→ SHORT EXERCISE: Copy the listing between the lines holding "In which area of the above frame can the snow-covered evergreen" and "[863,436,971,563]", inclusive, renaming "front wheel" to "front tire" and leaving everything else unchanged.

→ ENTRIES:
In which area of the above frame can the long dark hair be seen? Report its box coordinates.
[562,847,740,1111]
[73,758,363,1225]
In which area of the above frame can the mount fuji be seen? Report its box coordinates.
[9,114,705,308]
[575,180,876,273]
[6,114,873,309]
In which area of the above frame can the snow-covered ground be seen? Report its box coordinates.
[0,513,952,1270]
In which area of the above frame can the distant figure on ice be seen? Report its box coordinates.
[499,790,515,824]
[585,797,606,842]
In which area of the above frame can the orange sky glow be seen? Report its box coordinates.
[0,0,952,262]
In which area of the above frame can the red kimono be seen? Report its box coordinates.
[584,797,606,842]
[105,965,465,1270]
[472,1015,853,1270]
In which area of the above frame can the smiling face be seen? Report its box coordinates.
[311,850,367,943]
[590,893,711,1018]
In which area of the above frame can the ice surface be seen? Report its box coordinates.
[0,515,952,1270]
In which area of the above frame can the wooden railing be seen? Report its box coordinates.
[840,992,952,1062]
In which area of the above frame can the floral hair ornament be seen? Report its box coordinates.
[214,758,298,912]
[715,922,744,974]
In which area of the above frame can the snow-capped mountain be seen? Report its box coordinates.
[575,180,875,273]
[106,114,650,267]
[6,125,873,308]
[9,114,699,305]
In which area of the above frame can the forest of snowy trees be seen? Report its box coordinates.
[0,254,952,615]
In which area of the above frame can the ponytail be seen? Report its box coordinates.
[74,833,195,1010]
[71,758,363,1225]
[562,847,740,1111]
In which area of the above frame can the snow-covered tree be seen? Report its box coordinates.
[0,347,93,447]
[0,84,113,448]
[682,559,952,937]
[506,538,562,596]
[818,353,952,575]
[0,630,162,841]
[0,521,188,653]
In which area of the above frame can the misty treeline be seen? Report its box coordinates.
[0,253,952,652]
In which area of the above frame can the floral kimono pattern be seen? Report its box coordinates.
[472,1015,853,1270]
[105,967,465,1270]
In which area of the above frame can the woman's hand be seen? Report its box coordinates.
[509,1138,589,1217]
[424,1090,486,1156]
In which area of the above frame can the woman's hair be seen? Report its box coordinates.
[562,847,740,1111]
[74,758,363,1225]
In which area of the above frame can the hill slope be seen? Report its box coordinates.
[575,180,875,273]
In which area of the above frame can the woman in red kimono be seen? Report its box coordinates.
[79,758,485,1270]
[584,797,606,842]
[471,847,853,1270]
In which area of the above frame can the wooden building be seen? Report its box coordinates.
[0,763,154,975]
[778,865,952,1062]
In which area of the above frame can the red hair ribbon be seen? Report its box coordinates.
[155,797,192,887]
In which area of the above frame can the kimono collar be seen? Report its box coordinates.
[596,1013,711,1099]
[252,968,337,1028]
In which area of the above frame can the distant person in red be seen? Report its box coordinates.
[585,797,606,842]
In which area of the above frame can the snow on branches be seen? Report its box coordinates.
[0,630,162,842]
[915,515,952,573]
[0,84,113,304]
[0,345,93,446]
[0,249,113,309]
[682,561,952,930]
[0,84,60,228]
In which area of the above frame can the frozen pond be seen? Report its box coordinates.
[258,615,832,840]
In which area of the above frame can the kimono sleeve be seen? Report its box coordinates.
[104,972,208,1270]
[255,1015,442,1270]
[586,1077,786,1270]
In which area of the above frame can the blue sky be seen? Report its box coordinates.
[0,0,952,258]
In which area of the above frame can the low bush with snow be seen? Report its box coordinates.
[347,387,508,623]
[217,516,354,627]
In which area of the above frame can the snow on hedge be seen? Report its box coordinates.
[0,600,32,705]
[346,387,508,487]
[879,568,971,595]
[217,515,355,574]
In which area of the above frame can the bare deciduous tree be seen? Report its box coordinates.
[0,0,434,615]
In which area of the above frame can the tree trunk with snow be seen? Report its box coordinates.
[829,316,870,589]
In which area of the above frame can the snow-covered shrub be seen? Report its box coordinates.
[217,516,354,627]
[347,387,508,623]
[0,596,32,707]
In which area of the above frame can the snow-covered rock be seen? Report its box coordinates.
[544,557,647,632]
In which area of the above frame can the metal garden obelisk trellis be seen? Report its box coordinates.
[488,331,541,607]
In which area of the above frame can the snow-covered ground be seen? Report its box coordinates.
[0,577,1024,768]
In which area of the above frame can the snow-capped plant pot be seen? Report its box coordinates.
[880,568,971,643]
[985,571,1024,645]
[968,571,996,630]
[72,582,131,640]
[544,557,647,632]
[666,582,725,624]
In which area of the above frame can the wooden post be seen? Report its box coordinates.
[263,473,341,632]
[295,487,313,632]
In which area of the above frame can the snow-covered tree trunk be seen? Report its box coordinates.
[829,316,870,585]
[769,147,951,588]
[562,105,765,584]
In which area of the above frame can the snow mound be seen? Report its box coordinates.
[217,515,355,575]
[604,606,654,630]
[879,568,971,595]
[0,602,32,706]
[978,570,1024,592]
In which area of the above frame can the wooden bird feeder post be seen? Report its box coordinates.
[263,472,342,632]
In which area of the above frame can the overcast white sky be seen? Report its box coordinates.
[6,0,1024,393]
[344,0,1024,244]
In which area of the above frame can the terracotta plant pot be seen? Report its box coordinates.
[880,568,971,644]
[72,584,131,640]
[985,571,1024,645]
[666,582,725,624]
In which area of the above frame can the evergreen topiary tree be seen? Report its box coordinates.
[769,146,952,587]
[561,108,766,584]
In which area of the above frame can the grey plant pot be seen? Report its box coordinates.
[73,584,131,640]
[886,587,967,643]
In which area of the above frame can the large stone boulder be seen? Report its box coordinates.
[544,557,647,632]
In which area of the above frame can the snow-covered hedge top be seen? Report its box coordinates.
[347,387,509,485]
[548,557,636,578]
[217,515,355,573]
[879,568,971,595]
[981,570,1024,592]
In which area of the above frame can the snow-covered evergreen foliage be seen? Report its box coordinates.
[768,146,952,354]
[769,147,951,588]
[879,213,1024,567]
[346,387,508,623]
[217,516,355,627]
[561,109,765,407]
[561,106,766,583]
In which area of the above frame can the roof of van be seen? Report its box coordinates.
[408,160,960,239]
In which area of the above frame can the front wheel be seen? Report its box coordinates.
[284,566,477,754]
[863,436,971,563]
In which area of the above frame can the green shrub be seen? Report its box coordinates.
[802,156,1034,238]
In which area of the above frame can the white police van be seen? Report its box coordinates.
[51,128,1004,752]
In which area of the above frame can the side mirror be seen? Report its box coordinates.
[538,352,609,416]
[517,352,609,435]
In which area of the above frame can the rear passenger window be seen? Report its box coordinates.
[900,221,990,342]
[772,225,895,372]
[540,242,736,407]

→ RESPONSE TO THIS TASK:
In which area of the above frame can the snow-covered evergreen foliage be seen? Report its box coordinates.
[768,146,952,354]
[769,147,951,588]
[879,213,1024,567]
[346,387,508,623]
[217,516,355,627]
[561,109,765,407]
[561,106,766,583]
In which area of the above frame can the roof of van be seen? Report its box coordinates.
[408,160,960,239]
In which area of the above frame can the front tire be seen? Report its box coordinates.
[284,566,477,754]
[863,436,971,563]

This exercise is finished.